— Página —
Fim de mais uma época de incêndios e o balanço final não podia ser mais negativo. Para o Comandante dos Bombeiros Voluntários de Proença-a-Nova, foi “o pior Verão de todos os tempos deste corpo de bombeiros. Pela morte do Diogo, pelos acidentes e feridos que tivemos, pela destruição dos nossos veículos e da nossa floresta, mas principalmente pela perca irreparável de um jovem de 21 anos”. Tiago Serra Marques está na grande entrevista do Jornal de Proença.
Jornal de Proença (JP) – Está à vista de todos que este ano o balanço da época de incêndios é negativo, por isso pergunto: o que é que continua a falhar?
Tiago Marques (TM) – O que continua a falhar é todo este sistema que gira a volta dos incêndios florestais. Só se fala e continua-se só a falar, e só a massacrar o combate quando o combate só existe porque tudo o que está atrás do combate falha. Falha a sensibilização! Não temos uma cultura de segurança nem prevenção. Para ter a noção durante o ano 2020 não podia haver incêndios num conjunto de dias por razões meteorológicas adversas, porque os combustíveis estavam completamente disponíveis, porque tínhamos ventos quentes e rajadas fortes, porque tínhamos baixa humidade relativa no ar e porque íamos ter temperaturas elevadas. Ou seja, uma série de condicionantes meteorológicas que apontavam e alertavam para que naqueles dias não pudessem existir incêndios no país e em algumas zonas específicas. Em concreto, no dia 25 de Julho não podia haver incêndios nos concelhos de Proença-a-Nova e de Oleiros e aconteceu o incêndio de Oleiros que veio ter a Proença e à Sertã. No dia 13 de Setembro era mais um dos dias que não podia haver incêndio e houve.
Aqui falha logo a cultura de segurança e prevenção. Não vale a pena estar a falar em incendiarismos nem em uso negligente do fogo. Não pode haver fogo naqueles dias ponto.
Falo claramente naquilo que o Ministro disse, quando da visita ao incêndio na Sobreira Formosa, à comunicação social. Denunciou que o incêndio do dia 13 de Setembro tinha sido incendiarismo porque tinham encontrado provas disso. Mais uma vez houve aqui falhas de alguns responsáveis e de outras tutelas. Responsáveis que falharam para que depois a situação seja resolvida com o combate.
Depois falamos daquilo que é o estado do nosso território, principalmente aqui na nossa região, relativamente àquilo que é a falta de ocupação da floresta que leva a que a mesma esteja no estado em que está. Não podemos aqui acusar um culpado porque a floresta deixou de ser povoada nos últimos 40 anos e a carga térmica que existe hoje nas nossas florestas é muito superior àquilo que existiria no passado. Tudo isto faz com que os incêndios, aliados àquilo que hoje são as condições climatéricas, frutos dos nossos comportamentos, tenham um potencial completamente diferente.

— O que fazer —
A: Segundo a página, em que dia não podia haver incêndios nos concelhos de Proença-a-Nova e de Oleiros?
B: Enumere todas as razões meteorológicas que a página introduz com "porque" para explicar que, em 2020, não podia haver incêndios num conjunto de dias.
Responda apenas com base no que consta da página.

— Dados fornecidos —

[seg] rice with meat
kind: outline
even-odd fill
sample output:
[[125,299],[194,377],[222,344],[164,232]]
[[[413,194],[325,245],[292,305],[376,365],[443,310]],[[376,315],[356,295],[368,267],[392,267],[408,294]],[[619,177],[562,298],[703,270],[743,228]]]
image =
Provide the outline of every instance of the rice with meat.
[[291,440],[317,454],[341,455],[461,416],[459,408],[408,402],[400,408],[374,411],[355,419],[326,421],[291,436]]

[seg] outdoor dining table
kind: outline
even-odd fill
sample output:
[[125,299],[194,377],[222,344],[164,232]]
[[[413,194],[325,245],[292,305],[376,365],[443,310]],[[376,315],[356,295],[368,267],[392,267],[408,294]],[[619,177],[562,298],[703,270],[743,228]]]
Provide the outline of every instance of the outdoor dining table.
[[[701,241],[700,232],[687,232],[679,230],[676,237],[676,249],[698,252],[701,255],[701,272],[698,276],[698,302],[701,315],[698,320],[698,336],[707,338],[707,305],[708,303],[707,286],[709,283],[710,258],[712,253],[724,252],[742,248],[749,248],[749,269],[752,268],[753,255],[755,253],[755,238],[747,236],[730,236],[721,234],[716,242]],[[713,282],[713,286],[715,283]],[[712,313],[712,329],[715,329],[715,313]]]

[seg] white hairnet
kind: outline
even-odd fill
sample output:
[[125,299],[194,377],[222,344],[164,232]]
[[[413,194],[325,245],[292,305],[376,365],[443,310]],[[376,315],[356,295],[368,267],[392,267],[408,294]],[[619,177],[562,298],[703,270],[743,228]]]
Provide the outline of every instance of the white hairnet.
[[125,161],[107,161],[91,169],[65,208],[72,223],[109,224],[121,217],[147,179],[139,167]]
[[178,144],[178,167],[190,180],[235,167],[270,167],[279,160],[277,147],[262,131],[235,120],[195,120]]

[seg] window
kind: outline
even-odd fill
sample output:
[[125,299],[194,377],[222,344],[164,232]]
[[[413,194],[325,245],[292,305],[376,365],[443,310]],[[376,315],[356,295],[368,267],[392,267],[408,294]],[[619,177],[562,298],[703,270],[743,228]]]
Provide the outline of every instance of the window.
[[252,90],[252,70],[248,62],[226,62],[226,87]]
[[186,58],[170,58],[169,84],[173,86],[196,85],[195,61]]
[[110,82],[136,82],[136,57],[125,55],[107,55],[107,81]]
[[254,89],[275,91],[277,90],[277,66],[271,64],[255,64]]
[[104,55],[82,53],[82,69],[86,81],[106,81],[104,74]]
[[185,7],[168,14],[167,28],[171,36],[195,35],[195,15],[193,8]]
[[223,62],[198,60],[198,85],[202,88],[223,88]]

— Soluções por tarefa —
A: No dia 25 de Julho.

B:
- Os combustíveis estavam completamente disponíveis.
- Havia ventos quentes e rajadas fortes.
- Havia baixa humidade relativa no ar.
- Iam ocorrer temperaturas elevadas.